[[ DOCUMENT SECTION open ]]

When the Georgia Division of Public Health informed Pittard Road residents in March 2006 that TCE has been invading its neighborhood, the grad students had not completed their sampling. Now we know the levels are a constant source of adverse exposure measuring in amounts that California and New York would remediate to avoid environmental health problems. Massachusetts would seek nontoxic alternatives to TCE, which exist and are as cost effective. But here in Georgia, we tolerate this silent killer.
The students have finished their project and left Athens, but we are left to ponder their results and the shortcomings of science. For example, one of Nakanishi’s closest neighbors, the popular New Grove Baptist Church, was not even sampled. Utility tunnels, which are preferential pathways for TCE, remain unexplored.
What science does tell us is that fetuses, children, the elderly, and sensitive populations are especially vulnerable to these exposures. The levels of TCE found this year are just a snapshot of legal poisoning that has gone on for 14 years. Children whose lives began on Pittard Road and who attend nearby Coile Middle School and summer camps at New Grove Baptist Church have been chronically exposed. Even if these children do not develop a form of cancer in their lifetimes, these exposures are not harmless. They can cause anomalies of cell function, which lead to other health problems and can even be passed down to future generations.
A potent toxicant like TCE dumped into an impoverished community exposed to chemical stressors from other environmental risks, like the railroad that passes through Pittard Road, can have synergistic effects on the human body. This means the combination of the mixes can be more harmful. Without TCE in the mix, would residents be suffering with high rates of cancer?

[[ DOCUMENT SECTION closed ]]
[[ GIVEN RECORDS open ]]

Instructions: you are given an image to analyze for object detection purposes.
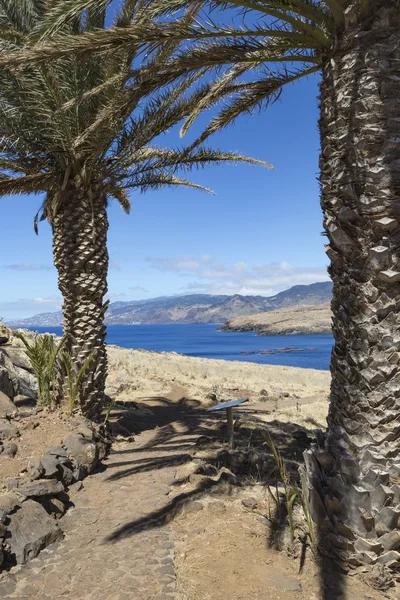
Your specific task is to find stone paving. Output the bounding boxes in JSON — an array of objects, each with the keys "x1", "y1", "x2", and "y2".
[{"x1": 0, "y1": 406, "x2": 202, "y2": 600}]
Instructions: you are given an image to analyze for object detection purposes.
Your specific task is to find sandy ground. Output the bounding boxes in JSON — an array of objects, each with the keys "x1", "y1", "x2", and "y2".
[
  {"x1": 107, "y1": 346, "x2": 330, "y2": 428},
  {"x1": 0, "y1": 411, "x2": 86, "y2": 493},
  {"x1": 224, "y1": 303, "x2": 332, "y2": 335}
]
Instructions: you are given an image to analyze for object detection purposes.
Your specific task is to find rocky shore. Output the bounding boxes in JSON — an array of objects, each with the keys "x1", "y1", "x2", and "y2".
[{"x1": 219, "y1": 303, "x2": 332, "y2": 335}]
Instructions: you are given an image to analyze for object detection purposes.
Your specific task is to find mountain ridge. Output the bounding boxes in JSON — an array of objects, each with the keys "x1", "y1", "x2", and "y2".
[{"x1": 8, "y1": 281, "x2": 332, "y2": 327}]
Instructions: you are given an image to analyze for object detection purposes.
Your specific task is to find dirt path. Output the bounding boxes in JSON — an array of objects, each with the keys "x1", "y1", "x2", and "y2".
[{"x1": 0, "y1": 389, "x2": 394, "y2": 600}]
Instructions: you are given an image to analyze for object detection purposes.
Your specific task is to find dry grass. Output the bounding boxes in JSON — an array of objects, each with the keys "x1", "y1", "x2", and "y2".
[
  {"x1": 107, "y1": 346, "x2": 330, "y2": 427},
  {"x1": 227, "y1": 303, "x2": 332, "y2": 335}
]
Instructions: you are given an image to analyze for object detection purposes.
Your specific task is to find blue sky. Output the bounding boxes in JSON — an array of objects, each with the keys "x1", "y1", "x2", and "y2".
[{"x1": 0, "y1": 71, "x2": 328, "y2": 319}]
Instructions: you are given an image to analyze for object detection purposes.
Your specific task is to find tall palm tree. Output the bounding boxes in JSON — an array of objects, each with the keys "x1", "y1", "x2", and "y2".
[
  {"x1": 0, "y1": 0, "x2": 265, "y2": 418},
  {"x1": 9, "y1": 0, "x2": 400, "y2": 567}
]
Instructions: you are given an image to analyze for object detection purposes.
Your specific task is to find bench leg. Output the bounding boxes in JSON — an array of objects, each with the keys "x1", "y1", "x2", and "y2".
[{"x1": 226, "y1": 407, "x2": 235, "y2": 448}]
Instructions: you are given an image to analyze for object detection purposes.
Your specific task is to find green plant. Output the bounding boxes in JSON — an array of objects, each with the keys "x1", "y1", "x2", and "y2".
[
  {"x1": 61, "y1": 352, "x2": 95, "y2": 413},
  {"x1": 266, "y1": 434, "x2": 315, "y2": 544},
  {"x1": 16, "y1": 332, "x2": 64, "y2": 406},
  {"x1": 104, "y1": 398, "x2": 116, "y2": 425}
]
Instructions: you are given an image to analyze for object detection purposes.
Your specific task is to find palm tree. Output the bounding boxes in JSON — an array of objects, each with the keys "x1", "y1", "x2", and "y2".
[
  {"x1": 9, "y1": 0, "x2": 400, "y2": 567},
  {"x1": 0, "y1": 0, "x2": 265, "y2": 419}
]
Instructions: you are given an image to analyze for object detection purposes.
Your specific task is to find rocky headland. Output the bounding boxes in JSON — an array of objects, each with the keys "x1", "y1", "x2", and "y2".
[{"x1": 219, "y1": 303, "x2": 332, "y2": 335}]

[[ GIVEN RECORDS closed ]]

▶ [REQUIREMENT 1] According to the Pittard Road passage, why are the TCE exposures not harmless even for children who never develop cancer? Answer in one to three sentences.
▶ [REQUIREMENT 2] Which close neighbor of Nakanishi does the Pittard Road passage say was not sampled?
▶ [REQUIREMENT 3] Echo everything in the Pittard Road passage from "What science does" down to "to future generations.".

▶ [RESPONSE AREA 1] The exposures can cause anomalies of cell function. These anomalies lead to other health problems and can even be passed down to future generations.

▶ [RESPONSE AREA 2] The New Grove Baptist Church was not sampled.

▶ [RESPONSE AREA 3]
What science does tell us is that fetuses, children, the elderly, and sensitive populations are especially vulnerable to these exposures. The levels of TCE found this year are just a snapshot of legal poisoning that has gone on for 14 years. Children whose lives began on Pittard Road and who attend nearby Coile Middle School and summer camps at New Grove Baptist Church have been chronically exposed. Even if these children do not develop a form of cancer in their lifetimes, these exposures are not harmless. They can cause anomalies of cell function, which lead to other health problems and can even be passed down to future generations.